_Document_.
Under CMTA's approach the uneconomic costs of the DWR portfolio would be determined by comparing per-unit costs of the DWR contracts against a market benchmark price based on the all-in costs of a new gas-fired combined-cycle power plant. CMTA notes that this is the same benchmark that the Commission used in its FERC complaint concerning DWR contracts. This market proxy includes both variable and fixed capital costs.
B. Discussion
We conclude that the comparison of the difference in costs between incremental DA load in and out between July 1 and September 20, 2001 more closely conforms to the intent of D.02-03-055 than does the CMTA method. Specifically, the key elements of our adopted methodology shall be based on the alternate DA suspension dates, consistent with the objective of D.02-03-055 that we adopt surcharges in lieu of an earlier suspension date. Thus, the adopted surcharges computed on this basis shall ensure bundled service customers are indifferent to costs under the two suspension dates of July 1 or September 20, 2001.

_Rows_.
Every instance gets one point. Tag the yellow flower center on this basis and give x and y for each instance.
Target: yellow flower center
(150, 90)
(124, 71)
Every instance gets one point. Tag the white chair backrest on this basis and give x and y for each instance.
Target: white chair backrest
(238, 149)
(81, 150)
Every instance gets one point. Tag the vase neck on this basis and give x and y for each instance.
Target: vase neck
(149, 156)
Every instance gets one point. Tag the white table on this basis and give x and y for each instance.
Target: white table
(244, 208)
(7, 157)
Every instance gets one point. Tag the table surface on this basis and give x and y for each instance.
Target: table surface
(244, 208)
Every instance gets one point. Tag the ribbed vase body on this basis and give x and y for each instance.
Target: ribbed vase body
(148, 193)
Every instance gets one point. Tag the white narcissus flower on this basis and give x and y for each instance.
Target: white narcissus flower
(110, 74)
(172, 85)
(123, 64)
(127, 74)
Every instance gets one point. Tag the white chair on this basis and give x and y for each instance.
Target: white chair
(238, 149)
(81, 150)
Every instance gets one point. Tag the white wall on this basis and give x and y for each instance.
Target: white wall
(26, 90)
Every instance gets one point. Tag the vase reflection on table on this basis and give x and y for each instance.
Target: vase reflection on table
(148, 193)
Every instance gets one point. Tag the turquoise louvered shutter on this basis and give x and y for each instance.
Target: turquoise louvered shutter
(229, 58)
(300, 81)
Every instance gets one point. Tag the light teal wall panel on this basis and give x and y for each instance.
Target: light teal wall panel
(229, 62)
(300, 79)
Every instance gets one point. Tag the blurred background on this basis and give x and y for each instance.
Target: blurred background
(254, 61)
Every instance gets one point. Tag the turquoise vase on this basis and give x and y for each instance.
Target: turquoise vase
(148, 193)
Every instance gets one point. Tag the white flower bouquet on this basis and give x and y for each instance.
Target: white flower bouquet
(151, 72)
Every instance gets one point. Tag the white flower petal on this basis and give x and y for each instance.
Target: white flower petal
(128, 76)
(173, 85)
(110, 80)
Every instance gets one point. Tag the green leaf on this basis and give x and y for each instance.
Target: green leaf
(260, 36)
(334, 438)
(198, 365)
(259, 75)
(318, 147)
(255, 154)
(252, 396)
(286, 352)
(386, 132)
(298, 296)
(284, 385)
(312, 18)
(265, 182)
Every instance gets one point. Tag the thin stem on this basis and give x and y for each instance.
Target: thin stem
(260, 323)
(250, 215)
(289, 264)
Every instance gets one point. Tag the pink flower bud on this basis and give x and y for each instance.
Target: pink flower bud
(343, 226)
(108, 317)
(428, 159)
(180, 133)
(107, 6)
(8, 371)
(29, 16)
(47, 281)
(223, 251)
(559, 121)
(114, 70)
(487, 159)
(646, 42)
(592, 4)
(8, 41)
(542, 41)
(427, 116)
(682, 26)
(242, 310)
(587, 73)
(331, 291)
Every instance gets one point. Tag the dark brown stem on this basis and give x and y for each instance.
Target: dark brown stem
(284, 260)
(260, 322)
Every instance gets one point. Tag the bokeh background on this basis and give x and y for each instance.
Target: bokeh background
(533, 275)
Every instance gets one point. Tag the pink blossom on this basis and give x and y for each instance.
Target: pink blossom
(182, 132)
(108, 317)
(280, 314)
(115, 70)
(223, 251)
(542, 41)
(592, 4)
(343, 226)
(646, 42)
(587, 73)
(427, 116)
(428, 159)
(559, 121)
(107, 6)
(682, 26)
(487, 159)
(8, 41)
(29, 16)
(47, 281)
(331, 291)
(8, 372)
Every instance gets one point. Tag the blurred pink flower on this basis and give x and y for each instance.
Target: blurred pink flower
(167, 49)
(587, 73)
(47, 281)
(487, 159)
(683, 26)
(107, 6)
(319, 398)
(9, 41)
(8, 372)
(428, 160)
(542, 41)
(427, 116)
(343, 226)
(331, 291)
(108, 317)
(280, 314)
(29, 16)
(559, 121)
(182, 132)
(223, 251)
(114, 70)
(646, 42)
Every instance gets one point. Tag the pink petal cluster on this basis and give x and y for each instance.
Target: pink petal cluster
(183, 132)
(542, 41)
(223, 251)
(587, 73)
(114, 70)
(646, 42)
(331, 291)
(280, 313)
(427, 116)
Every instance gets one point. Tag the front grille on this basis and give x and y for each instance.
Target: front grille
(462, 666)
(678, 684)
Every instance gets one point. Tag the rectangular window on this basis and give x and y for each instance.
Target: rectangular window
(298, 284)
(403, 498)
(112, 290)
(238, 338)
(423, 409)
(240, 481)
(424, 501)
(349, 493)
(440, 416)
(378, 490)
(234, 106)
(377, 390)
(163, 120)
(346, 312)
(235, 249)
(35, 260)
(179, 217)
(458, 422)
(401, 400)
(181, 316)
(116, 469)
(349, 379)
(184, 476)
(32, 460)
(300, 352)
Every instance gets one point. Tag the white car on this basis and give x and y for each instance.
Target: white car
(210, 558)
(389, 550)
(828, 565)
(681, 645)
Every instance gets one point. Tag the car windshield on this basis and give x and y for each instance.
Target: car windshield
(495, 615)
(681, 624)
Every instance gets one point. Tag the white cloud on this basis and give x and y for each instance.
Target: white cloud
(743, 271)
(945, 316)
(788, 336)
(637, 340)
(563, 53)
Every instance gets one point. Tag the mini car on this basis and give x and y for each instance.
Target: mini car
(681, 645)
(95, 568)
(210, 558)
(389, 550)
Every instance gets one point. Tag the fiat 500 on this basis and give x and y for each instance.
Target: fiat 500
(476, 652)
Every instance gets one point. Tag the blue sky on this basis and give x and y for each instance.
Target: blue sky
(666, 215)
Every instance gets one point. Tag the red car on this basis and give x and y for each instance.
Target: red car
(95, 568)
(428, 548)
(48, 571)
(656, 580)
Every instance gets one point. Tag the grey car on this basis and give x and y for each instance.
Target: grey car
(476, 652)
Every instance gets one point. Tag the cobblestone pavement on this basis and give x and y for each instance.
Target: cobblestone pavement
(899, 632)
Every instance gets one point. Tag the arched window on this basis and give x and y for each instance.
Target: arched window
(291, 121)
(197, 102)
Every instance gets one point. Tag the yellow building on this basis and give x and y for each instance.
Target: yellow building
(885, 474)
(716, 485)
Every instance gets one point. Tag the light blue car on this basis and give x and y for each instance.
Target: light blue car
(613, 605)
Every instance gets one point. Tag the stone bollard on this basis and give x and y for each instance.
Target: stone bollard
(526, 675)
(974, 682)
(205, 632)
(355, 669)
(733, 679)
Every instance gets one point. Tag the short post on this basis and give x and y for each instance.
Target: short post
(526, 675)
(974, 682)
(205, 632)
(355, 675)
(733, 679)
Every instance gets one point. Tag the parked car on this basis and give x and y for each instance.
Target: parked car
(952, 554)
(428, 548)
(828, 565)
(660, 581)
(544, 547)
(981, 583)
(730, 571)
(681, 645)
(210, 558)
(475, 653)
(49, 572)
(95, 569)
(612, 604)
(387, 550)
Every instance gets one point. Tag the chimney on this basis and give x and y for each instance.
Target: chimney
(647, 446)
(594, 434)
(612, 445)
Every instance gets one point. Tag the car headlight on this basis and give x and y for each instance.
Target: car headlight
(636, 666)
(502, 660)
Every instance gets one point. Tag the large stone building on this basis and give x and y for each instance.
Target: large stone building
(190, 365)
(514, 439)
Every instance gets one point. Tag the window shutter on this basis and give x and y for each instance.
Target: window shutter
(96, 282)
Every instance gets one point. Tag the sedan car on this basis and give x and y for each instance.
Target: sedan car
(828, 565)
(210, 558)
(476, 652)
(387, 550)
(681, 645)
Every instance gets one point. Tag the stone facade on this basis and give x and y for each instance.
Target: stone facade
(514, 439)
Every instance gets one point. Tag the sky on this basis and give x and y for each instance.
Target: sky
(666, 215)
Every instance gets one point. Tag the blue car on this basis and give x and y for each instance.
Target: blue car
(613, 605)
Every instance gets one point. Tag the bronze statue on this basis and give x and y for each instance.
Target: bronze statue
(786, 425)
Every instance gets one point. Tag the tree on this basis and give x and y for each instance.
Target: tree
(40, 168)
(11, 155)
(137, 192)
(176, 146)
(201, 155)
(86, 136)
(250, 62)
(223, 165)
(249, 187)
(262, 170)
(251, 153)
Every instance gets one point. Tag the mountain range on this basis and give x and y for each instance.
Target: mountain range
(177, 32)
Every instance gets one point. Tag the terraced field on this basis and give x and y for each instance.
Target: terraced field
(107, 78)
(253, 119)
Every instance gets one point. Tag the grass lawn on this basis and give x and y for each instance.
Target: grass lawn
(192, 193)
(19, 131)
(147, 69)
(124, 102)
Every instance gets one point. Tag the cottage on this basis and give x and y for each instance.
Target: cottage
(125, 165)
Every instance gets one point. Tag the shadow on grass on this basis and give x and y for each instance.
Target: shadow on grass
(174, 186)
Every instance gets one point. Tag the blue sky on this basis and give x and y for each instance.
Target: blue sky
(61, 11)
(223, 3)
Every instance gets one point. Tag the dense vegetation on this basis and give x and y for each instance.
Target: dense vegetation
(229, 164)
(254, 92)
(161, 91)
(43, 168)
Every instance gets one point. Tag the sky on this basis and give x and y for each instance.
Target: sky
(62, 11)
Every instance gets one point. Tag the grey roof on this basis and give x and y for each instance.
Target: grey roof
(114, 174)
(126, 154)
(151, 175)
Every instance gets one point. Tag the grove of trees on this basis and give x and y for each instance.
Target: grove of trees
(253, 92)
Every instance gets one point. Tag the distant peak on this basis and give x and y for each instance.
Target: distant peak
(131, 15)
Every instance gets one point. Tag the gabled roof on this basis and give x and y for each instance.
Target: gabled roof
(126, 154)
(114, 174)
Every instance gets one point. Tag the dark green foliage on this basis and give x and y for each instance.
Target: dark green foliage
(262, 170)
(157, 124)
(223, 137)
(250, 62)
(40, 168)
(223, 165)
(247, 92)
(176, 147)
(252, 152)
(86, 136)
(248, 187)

_Exercise instructions_. Print, word for word, the part of the excerpt on DWR contract costs that opens with the words containing "B. Discussion" and closes with "September 20, 2001.". The items are separate material and are unrelated to the excerpt on DWR contract costs.

_Result_.
B. Discussion
We conclude that the comparison of the difference in costs between incremental DA load in and out between July 1 and September 20, 2001 more closely conforms to the intent of D.02-03-055 than does the CMTA method. Specifically, the key elements of our adopted methodology shall be based on the alternate DA suspension dates, consistent with the objective of D.02-03-055 that we adopt surcharges in lieu of an earlier suspension date. Thus, the adopted surcharges computed on this basis shall ensure bundled service customers are indifferent to costs under the two suspension dates of July 1 or September 20, 2001.